SUPPLIED PASSAGE.
The National Arts Festival has named an unprecedented eight young South Africans winners of the prestigious Standard Bank Young Artist Award, bringing to 125 the total number honoured since Standard Bank began sponsoring the Awards three decades ago.

The Award is made annually to young South African artists who are either on the threshold of national acclaim, or whose artistic excellence has enabled them to make international breakthroughs. “Celebrating excellence, innovation and a refined technical skill and artistry rests at the heart of the Standard Bank Young Artist Awards. Each of this year’s winners represent the vibrancy and sophistication with which South Africa’s artistic and cultural legacy continues to be enriched” said Festival Artistic Director, Ismail Mahomed.

Durban-born baritone Njabulo Madlala has been named by the National Arts Festival as the 2014 Standard Bank Young Artist Award winner for music.

Madlala is the 2010 winner of the most prestigious prize for singers in Britain, the Kathleen Ferrier Award. He is also the winner of the Singers Section at the 2012 Royal Overseas League Competition, of the 2012 Lorna Viol Memorial Prize and the Royal Overseas League Trophy for the Most Outstanding Musician From Overseas, the Sir John Manduell Award for an Outstanding South African Musician, The Kenneth Loveland Gift Prize, and of the 2012 Worshipful Company of Musicians Award. Madlala has been a Britten Pears Young Artist, a Samling Foundation Course Young Artist led by Sir Thomas Allen, and a young artist at the Ravinia International Festival in the USA.

The 31 year old Madlala explains his journey: “Right towards the end of high school and when career decisions had to be made, a chance came for me to be part of the chorus in a production of Carmen, produced by the Spier Arts Festival. At the time I had very little option. There was no money, so I wasn’t going to university; and it was a job, which could now sustain my family! That production – uCarmen eKhayelitsha – went on to tour the world and, still singing in the chorus, I set off for London.”

In 2002, while in London, Madlala won an International scholarship to fund his studies, graduating with a Masters Degree in Music from the Guildhall School of Music and Drama; and completed a further year in the studio at the Cardiff International Academy of Voice.

[Dataset excerpts on pointing to objects]
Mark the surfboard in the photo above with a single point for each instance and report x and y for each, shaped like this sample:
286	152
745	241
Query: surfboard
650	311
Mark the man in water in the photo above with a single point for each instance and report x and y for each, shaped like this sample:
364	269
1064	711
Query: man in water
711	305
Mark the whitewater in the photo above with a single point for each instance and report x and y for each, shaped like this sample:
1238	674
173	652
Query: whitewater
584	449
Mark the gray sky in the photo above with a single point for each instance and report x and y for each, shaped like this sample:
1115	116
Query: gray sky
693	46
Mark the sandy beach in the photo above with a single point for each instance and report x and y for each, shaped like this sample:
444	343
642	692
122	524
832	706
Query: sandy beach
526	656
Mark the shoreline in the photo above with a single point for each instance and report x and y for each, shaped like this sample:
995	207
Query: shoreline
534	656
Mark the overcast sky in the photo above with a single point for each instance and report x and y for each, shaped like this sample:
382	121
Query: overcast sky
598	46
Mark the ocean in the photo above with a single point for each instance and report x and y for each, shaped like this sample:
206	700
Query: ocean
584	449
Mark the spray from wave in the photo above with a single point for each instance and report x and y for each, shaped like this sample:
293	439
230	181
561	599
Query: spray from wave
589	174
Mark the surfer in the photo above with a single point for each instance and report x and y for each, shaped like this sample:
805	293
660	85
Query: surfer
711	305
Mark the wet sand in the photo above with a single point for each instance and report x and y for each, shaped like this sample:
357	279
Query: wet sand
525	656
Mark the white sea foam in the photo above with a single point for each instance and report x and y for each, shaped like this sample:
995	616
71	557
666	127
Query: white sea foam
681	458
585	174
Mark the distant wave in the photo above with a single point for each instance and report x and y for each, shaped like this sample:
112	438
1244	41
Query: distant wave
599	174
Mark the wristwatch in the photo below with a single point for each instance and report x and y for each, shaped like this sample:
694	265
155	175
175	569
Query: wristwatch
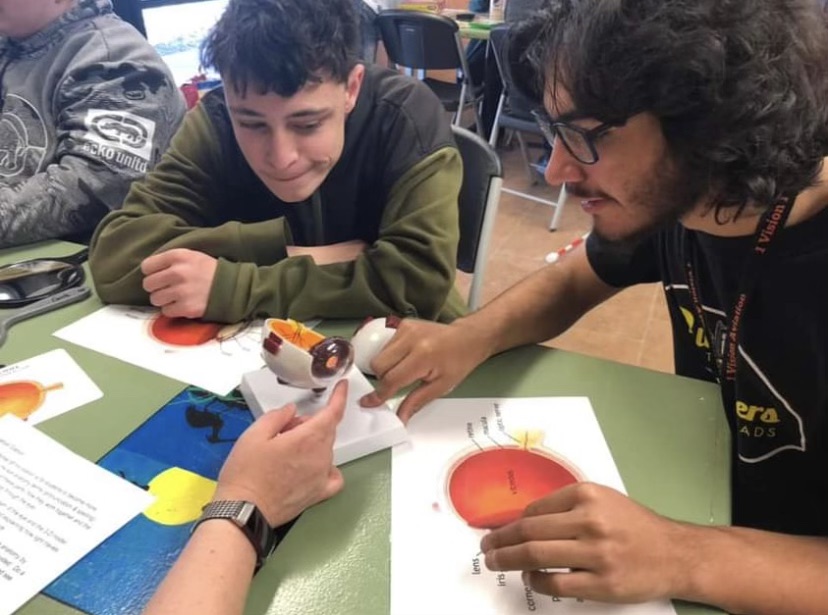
249	520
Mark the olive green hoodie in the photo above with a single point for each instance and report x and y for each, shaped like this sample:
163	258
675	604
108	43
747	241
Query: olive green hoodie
395	187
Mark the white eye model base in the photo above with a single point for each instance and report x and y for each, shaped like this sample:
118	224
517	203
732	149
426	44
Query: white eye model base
361	432
370	339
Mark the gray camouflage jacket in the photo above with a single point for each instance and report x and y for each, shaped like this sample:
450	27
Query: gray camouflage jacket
86	107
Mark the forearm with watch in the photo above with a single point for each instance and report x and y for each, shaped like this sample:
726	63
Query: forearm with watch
229	543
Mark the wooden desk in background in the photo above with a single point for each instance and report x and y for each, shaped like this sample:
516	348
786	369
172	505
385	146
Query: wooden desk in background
663	432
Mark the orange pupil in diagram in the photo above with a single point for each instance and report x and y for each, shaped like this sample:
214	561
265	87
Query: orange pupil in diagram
491	488
295	333
23	398
183	331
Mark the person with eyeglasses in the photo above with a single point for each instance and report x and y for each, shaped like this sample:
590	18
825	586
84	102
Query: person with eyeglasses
694	134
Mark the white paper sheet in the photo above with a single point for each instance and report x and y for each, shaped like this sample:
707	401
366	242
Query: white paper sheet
45	386
213	360
441	482
55	507
361	432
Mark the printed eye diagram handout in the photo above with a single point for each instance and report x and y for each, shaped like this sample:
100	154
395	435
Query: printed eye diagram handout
55	507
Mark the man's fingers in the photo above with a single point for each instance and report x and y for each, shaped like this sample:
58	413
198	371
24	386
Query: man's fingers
272	423
165	296
419	397
559	501
528	529
395	351
158	262
576	584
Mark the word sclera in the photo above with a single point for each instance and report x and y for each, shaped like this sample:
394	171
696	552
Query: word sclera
303	358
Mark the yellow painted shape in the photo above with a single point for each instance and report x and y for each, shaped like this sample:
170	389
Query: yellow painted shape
180	496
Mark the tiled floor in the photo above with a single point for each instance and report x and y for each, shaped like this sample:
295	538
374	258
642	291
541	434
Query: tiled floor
633	327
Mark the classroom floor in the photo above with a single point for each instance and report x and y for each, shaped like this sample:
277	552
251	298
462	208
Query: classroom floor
633	327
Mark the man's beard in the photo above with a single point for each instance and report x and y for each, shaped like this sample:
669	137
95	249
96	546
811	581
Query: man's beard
674	190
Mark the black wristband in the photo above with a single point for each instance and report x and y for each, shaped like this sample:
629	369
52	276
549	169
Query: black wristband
249	519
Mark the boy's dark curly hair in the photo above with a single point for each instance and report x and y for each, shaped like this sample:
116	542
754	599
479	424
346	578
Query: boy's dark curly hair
281	45
740	86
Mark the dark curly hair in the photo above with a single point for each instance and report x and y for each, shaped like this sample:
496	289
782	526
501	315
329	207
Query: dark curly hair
281	45
740	86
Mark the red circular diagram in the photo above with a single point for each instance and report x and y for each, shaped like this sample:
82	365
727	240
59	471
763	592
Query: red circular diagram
183	331
490	488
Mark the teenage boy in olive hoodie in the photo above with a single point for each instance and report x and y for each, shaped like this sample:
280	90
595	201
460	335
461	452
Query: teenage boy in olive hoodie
310	186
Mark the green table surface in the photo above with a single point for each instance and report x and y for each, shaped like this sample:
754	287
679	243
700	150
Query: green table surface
666	433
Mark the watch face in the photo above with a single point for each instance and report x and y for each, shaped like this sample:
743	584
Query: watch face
250	520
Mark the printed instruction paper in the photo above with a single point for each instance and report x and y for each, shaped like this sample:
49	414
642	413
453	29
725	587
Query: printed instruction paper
473	464
55	507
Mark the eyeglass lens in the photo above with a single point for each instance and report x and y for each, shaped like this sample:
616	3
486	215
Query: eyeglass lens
36	279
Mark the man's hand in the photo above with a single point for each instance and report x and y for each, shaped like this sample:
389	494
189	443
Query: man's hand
439	356
284	463
179	281
618	550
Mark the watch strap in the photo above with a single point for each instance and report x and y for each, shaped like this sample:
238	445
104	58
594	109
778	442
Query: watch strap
249	519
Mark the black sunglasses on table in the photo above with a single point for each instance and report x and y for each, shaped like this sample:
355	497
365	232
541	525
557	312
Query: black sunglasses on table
28	281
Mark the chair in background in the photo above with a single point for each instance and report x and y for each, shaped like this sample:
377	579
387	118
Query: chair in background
514	113
423	41
479	198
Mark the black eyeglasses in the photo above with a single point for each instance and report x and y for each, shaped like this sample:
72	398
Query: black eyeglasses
25	282
578	141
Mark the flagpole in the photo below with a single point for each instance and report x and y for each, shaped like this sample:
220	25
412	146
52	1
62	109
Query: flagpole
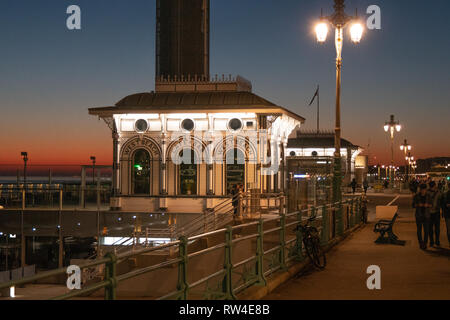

WRITTEN REQUEST 1. Print the section of the article on the Standard Bank Young Artist Award starting at "The Award is" and ending at "Director, Ismail Mahomed.".
WRITTEN REQUEST 2. According to the article on the Standard Bank Young Artist Award, from which school did Madlala graduate with a Masters Degree in Music?
These entries have no connection to the article on the Standard Bank Young Artist Award.

CORRECT RESPONSE 1.
The Award is made annually to young South African artists who are either on the threshold of national acclaim, or whose artistic excellence has enabled them to make international breakthroughs. “Celebrating excellence, innovation and a refined technical skill and artistry rests at the heart of the Standard Bank Young Artist Awards. Each of this year’s winners represent the vibrancy and sophistication with which South Africa’s artistic and cultural legacy continues to be enriched” said Festival Artistic Director, Ismail Mahomed.

CORRECT RESPONSE 2. He graduated from the Guildhall School of Music and Drama.